- [TASK GOAL] Pick out each line in the items below that contains the string "collar", and copy those lines out in full.

(Records of labeled points)
******

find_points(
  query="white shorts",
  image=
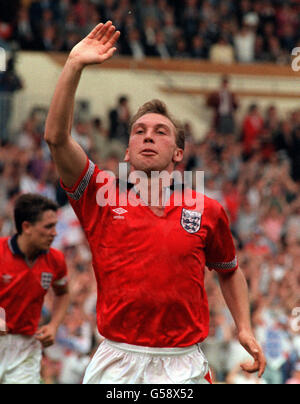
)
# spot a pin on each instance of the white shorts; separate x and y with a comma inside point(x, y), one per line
point(116, 363)
point(20, 360)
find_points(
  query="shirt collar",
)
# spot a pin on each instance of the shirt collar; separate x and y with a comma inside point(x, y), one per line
point(127, 186)
point(15, 249)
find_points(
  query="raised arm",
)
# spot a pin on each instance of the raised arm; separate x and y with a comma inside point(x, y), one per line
point(68, 156)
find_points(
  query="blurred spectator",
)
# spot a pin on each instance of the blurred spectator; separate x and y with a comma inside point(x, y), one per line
point(244, 43)
point(224, 103)
point(222, 52)
point(295, 379)
point(119, 118)
point(263, 31)
point(252, 129)
point(9, 84)
point(263, 204)
point(134, 46)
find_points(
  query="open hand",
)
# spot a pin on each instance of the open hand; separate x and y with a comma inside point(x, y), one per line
point(248, 341)
point(97, 47)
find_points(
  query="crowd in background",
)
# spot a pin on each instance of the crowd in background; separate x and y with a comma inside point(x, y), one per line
point(219, 30)
point(251, 163)
point(251, 166)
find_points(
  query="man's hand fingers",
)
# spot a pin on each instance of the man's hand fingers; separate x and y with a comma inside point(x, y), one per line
point(95, 31)
point(259, 364)
point(103, 31)
point(112, 40)
point(250, 367)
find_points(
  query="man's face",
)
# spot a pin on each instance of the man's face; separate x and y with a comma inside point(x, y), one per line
point(42, 233)
point(152, 145)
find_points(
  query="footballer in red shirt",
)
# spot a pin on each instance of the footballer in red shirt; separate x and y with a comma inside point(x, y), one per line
point(29, 267)
point(149, 258)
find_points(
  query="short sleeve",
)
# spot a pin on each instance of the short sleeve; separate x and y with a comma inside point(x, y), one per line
point(60, 284)
point(220, 249)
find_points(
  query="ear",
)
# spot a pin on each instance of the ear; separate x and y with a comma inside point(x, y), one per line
point(126, 158)
point(26, 226)
point(178, 155)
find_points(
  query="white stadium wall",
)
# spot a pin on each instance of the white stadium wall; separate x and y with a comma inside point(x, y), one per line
point(183, 85)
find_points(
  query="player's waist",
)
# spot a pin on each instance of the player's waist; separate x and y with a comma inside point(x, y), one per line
point(151, 350)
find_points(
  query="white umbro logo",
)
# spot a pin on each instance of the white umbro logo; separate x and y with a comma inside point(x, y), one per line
point(120, 212)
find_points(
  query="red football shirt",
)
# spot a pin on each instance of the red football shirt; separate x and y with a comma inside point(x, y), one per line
point(150, 269)
point(22, 288)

******

- [TASK RESPONSE]
  query="shirt collar",
# spot a pin on each instance of the shirt collar; separate x and y with a comma inside point(x, y), one per line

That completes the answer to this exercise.